Verzamelde gegevens
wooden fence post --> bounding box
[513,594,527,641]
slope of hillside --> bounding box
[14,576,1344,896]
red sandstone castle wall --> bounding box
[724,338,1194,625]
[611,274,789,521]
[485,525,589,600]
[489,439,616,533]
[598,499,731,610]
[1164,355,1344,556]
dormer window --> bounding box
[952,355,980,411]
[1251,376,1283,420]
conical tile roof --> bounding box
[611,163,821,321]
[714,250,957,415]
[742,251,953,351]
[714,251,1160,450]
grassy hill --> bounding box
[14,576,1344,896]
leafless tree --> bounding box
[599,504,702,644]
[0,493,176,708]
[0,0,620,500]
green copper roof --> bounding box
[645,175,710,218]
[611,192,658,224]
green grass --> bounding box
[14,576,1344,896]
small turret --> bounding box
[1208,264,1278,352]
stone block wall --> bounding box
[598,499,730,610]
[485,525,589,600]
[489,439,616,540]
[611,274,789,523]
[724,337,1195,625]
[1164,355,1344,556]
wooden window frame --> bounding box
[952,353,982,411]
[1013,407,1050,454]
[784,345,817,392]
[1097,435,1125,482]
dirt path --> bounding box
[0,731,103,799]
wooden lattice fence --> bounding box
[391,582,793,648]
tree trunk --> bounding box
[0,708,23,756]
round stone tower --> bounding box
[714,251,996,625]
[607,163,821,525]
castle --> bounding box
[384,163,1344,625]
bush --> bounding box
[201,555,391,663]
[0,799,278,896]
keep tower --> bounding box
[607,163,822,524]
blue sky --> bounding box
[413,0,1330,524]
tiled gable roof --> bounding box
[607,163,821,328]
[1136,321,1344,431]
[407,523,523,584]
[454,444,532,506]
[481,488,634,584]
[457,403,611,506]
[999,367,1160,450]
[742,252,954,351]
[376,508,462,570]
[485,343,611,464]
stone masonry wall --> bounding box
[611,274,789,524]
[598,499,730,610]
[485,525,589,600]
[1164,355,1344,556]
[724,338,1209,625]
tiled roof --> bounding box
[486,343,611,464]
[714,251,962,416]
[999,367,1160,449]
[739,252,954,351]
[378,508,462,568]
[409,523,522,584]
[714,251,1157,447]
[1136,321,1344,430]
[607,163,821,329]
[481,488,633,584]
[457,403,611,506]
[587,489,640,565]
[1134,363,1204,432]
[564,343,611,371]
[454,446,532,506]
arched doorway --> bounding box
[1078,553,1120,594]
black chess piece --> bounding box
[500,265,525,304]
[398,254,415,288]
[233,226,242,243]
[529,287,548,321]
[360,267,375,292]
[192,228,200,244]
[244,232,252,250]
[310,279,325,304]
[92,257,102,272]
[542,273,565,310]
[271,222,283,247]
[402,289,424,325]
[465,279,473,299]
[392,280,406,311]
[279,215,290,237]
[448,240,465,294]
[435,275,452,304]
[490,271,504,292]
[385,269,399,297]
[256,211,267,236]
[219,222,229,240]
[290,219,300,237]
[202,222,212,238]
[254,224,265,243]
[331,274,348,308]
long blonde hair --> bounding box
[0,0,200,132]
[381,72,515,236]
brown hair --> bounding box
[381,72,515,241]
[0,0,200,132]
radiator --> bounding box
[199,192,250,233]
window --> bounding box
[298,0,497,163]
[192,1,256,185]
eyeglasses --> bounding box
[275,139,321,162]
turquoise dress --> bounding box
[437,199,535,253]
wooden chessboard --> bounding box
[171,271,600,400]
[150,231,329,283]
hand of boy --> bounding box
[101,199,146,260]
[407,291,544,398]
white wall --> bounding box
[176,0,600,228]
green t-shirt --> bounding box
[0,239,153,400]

Doe dit: Kopieer de hele lijst hierboven letterlijk, regel voor regel en zonder iets weg te laten.

Volledig antwoord:
wooden fence post --> bounding box
[513,594,527,641]
slope of hillside --> bounding box
[14,576,1344,896]
red sandstone castle wall --> bounding box
[724,338,1194,625]
[611,274,789,521]
[485,525,589,600]
[489,439,616,533]
[598,499,731,610]
[1164,355,1344,556]
dormer window --> bounding box
[952,355,980,411]
[1251,376,1283,420]
conical tile roof --> bounding box
[611,163,821,321]
[714,250,957,415]
[742,251,953,351]
[714,251,1160,450]
grassy hill --> bounding box
[14,576,1344,896]
leafless tree --> bounding box
[599,504,702,644]
[0,493,176,708]
[0,0,620,500]
green copper roof --> bounding box
[645,175,710,218]
[611,192,658,224]
green grass --> bounding box
[14,576,1344,896]
small turret --> bounding box
[1208,264,1278,352]
stone block wall --> bounding box
[598,499,730,610]
[485,525,589,600]
[489,439,616,540]
[611,274,789,523]
[724,337,1195,625]
[1164,355,1344,556]
wooden window frame --> bounding box
[952,353,982,411]
[1013,407,1050,454]
[784,345,817,392]
[1097,435,1125,482]
dirt path --> bounding box
[0,731,103,799]
wooden lattice fence --> bounding box
[391,582,793,648]
tree trunk --> bounding box
[0,708,23,756]
round stone tower --> bounding box
[714,251,996,625]
[607,163,821,525]
castle --> bounding box
[384,163,1344,625]
bush --> bounding box
[201,555,391,663]
[0,799,278,896]
keep tower --> bounding box
[607,163,822,524]
blue sky --> bounding box
[413,0,1330,524]
tiled gable roof --> bounding box
[607,163,821,328]
[1136,321,1344,431]
[407,523,523,584]
[454,444,532,506]
[481,488,634,584]
[457,403,611,506]
[999,367,1160,450]
[742,252,954,351]
[376,508,462,570]
[485,343,611,464]
stone masonry wall --> bounding box
[611,274,789,524]
[598,499,730,610]
[485,525,589,600]
[1164,355,1344,556]
[724,338,1209,625]
tiled roof --> bounding box
[486,343,611,464]
[714,251,962,416]
[999,367,1160,449]
[739,252,954,351]
[378,508,462,568]
[409,523,522,584]
[714,251,1157,447]
[1136,321,1344,430]
[607,163,821,329]
[481,488,633,584]
[457,403,611,506]
[587,489,640,565]
[1134,363,1204,432]
[564,343,611,371]
[454,446,532,506]
arched doorway --> bounding box
[1078,553,1120,594]
black chess piece --> bounding box
[500,265,525,304]
[398,254,415,288]
[233,226,242,243]
[529,287,548,321]
[360,267,375,292]
[192,228,200,244]
[244,232,252,250]
[310,279,325,304]
[92,257,102,272]
[542,273,565,310]
[271,222,283,247]
[402,289,424,325]
[465,279,473,299]
[392,280,406,311]
[279,215,290,237]
[448,240,465,294]
[435,275,452,304]
[490,271,504,292]
[385,269,399,297]
[256,211,267,236]
[219,222,229,240]
[290,219,300,237]
[202,222,212,238]
[254,224,265,243]
[331,274,348,308]
long blonde hair --> bounding box
[0,0,200,132]
[381,72,515,236]
brown hair --> bounding box
[381,72,515,241]
[0,0,200,132]
radiator --> bounding box
[199,192,250,233]
window --> bounding box
[298,0,497,163]
[192,1,256,185]
eyeglasses --> bounding box
[275,139,321,162]
turquoise dress --> bounding box
[437,199,535,253]
wooden chessboard --> bounding box
[171,271,600,400]
[150,231,329,283]
hand of boy --> bounding box
[101,199,146,260]
[407,291,544,398]
white wall --> bounding box
[176,0,600,228]
green t-shirt --> bounding box
[0,239,153,400]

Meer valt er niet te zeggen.